Rewrite the data from the line containing "Where can the metal pipe" up to and including the line containing "Where can the white door", replacing "metal pipe" with "steel pipe" and keeping everything else unchanged.

** Start **

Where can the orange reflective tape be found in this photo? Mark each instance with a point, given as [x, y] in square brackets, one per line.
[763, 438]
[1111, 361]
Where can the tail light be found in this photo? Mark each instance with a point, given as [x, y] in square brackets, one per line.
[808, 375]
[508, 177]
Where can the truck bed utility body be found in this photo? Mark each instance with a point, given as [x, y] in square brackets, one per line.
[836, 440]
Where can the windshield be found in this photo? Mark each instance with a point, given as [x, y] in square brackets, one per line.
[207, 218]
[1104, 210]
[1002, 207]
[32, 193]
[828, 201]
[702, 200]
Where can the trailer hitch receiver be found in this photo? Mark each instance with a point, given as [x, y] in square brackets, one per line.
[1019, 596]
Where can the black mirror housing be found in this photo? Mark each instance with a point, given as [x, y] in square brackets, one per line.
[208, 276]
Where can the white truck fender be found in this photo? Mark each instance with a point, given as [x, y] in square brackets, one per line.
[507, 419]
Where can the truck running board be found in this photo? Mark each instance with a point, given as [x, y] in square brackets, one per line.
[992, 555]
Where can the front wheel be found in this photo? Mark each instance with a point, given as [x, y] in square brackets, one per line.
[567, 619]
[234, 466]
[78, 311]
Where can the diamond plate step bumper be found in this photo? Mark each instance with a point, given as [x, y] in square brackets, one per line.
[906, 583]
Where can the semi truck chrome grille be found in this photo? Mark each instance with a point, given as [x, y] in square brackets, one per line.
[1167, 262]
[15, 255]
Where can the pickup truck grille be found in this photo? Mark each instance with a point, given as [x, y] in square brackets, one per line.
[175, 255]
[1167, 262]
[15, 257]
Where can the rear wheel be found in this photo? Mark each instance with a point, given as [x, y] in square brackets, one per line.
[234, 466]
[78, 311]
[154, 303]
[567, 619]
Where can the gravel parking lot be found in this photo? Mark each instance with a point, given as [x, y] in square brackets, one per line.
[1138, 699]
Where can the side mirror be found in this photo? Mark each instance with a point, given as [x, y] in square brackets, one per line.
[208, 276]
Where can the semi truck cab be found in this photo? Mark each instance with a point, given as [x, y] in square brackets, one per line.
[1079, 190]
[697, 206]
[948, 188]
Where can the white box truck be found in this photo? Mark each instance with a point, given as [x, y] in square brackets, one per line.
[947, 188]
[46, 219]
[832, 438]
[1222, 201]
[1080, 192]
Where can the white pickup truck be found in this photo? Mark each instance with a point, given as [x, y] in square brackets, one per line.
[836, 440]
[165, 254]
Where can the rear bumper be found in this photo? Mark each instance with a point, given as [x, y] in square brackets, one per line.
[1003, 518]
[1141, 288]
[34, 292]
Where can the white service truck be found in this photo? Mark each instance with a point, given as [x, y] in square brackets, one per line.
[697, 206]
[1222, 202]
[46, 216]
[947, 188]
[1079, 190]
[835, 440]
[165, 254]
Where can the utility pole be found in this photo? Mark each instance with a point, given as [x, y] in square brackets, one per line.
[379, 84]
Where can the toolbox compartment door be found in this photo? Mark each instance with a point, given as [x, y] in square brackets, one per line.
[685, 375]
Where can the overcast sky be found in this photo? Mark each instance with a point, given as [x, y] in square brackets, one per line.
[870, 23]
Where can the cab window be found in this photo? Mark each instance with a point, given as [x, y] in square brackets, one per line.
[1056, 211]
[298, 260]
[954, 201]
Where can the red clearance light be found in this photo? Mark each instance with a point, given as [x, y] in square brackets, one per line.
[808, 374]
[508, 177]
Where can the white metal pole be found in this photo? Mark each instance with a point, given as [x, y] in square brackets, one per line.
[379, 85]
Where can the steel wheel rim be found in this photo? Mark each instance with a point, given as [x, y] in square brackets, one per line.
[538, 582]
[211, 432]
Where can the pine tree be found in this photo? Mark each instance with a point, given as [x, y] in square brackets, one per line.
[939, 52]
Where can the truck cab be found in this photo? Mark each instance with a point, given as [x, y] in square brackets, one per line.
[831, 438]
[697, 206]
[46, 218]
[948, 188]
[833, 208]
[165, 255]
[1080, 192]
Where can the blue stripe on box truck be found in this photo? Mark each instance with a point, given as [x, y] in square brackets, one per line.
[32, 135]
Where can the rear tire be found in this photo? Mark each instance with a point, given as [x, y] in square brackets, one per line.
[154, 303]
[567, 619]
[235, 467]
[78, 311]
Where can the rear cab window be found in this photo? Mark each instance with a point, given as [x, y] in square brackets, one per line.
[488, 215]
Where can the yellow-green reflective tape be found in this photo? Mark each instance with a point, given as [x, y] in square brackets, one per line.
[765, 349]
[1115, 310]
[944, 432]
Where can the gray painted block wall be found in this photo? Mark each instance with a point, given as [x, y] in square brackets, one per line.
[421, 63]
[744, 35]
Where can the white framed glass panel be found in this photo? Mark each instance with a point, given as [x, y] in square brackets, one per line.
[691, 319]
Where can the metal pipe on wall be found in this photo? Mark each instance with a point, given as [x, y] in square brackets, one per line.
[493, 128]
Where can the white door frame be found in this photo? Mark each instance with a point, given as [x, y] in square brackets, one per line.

** End **
** Start **

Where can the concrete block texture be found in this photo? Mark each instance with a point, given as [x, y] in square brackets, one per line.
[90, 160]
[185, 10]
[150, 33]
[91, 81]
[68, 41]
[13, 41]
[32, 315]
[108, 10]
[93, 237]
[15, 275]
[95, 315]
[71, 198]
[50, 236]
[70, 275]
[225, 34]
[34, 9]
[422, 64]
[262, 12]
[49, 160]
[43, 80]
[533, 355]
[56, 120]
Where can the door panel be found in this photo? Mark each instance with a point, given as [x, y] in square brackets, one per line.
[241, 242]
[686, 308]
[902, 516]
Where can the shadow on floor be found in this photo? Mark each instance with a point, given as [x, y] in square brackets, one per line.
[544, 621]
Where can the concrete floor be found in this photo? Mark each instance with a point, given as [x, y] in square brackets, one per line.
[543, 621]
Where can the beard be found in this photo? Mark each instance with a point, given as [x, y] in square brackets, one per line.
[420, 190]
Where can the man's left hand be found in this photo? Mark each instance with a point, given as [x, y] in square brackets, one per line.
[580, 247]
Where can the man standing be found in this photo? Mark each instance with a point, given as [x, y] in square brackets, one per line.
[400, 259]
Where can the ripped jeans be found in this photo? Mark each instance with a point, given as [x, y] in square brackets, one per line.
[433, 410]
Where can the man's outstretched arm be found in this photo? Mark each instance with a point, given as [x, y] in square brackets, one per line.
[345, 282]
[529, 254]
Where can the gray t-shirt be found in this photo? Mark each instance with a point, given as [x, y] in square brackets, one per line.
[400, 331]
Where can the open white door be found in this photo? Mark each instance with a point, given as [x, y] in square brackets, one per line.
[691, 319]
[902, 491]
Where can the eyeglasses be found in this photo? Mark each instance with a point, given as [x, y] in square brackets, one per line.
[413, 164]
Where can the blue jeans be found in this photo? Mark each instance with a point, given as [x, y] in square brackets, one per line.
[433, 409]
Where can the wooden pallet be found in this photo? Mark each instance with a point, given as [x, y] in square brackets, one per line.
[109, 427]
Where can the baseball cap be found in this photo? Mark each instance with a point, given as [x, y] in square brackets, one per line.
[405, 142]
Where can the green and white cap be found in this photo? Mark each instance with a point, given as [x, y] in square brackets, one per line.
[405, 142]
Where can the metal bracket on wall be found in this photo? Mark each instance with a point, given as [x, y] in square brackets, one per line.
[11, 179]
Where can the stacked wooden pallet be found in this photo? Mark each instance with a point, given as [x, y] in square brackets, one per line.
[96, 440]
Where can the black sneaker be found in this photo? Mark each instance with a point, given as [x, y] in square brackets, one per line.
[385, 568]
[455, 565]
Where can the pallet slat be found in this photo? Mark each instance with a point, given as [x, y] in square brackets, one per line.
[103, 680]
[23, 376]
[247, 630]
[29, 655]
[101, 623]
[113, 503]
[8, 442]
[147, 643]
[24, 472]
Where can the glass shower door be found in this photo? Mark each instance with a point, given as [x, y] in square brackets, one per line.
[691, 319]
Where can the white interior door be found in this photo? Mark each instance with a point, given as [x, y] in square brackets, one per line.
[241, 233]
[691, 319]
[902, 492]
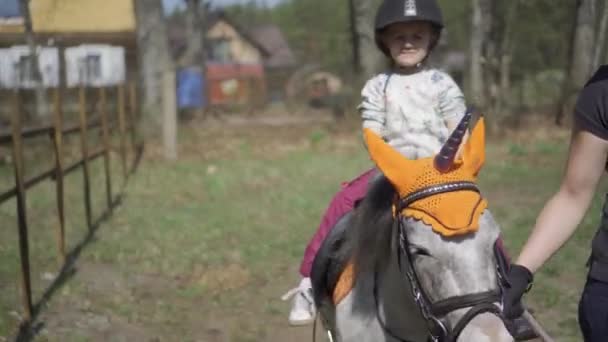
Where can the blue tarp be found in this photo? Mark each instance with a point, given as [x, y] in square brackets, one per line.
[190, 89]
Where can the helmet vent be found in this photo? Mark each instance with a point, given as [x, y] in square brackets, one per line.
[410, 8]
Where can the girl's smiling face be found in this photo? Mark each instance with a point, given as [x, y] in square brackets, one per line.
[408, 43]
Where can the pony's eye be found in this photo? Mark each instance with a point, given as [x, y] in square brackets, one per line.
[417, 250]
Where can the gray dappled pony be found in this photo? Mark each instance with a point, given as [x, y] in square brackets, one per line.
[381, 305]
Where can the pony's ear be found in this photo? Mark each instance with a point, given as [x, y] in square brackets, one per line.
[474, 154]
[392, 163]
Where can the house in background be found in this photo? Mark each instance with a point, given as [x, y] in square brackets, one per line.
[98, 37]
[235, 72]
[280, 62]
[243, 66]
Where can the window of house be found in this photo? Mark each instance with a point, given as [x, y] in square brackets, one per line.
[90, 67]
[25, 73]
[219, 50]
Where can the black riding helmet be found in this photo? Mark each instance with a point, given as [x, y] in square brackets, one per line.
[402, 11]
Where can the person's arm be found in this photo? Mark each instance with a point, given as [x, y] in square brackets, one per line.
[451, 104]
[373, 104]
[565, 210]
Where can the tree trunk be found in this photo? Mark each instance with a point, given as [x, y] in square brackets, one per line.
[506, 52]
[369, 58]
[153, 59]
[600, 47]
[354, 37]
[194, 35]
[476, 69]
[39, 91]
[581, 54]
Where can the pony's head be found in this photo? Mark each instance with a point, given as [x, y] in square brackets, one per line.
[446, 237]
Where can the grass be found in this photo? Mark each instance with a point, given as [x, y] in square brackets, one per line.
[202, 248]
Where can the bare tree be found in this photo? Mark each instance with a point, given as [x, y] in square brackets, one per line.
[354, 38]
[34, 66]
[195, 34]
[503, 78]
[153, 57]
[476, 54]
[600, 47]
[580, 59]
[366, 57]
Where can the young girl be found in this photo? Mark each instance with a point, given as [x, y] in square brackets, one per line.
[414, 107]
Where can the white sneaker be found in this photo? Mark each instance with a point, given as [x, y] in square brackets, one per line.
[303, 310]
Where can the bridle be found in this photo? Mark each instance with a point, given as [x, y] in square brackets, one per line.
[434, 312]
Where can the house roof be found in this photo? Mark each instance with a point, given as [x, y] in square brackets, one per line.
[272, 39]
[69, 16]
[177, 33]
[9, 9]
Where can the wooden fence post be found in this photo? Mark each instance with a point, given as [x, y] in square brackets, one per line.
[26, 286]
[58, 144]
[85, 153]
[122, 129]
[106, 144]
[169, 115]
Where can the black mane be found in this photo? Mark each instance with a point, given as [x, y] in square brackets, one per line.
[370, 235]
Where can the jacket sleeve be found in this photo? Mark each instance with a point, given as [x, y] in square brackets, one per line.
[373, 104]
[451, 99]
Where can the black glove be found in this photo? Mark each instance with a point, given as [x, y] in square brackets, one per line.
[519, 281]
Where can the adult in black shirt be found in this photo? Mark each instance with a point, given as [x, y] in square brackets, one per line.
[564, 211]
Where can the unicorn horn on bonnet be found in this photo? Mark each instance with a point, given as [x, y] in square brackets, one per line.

** End **

Written solution:
Where can the steel pipe on wall be found in this photo? Mark each instance with a point, given as [x, y] in square brackets, one per line.
[493, 128]
Where can the white door frame be found in this photo? Mark each instance with a point, given as [x, y] in square brackets, one per line.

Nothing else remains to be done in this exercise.